Image point grounding data:
__________________________________________________

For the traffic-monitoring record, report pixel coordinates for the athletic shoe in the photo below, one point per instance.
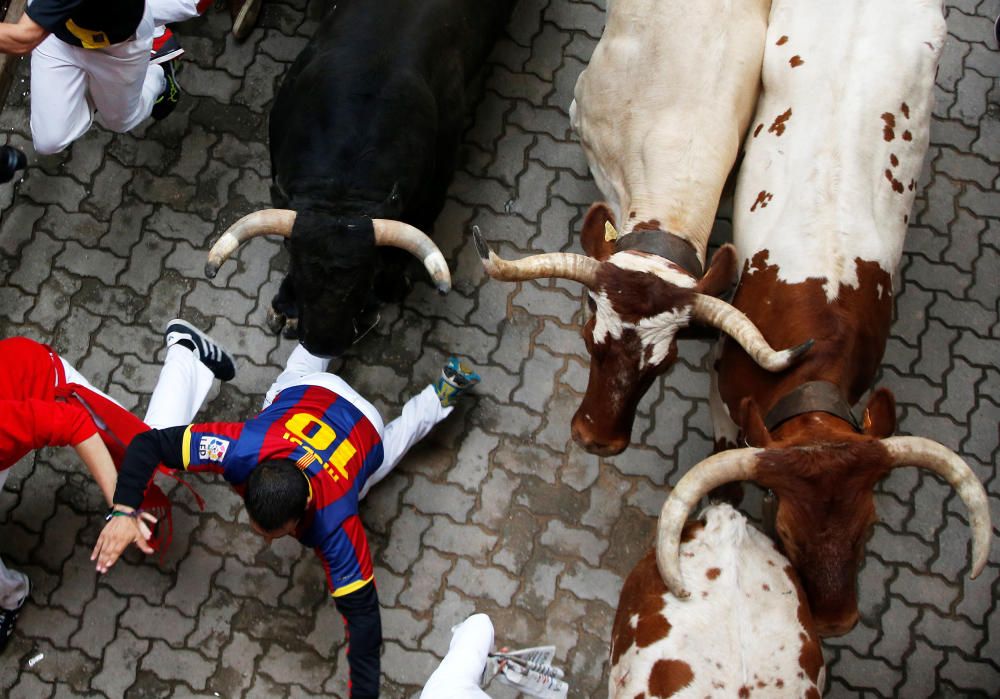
(8, 619)
(456, 379)
(531, 672)
(210, 353)
(244, 14)
(165, 48)
(168, 99)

__________________________________________________

● PROBLEM DETAILS: The response should contain every record above exactly as written, and none of the pictures.

● RESPONSE TO THE TASK:
For the traffic-monitoring record, report pixel coordinates for the athletic shoe in the photo below, one point per instance.
(8, 619)
(456, 379)
(531, 672)
(210, 353)
(244, 14)
(165, 48)
(168, 99)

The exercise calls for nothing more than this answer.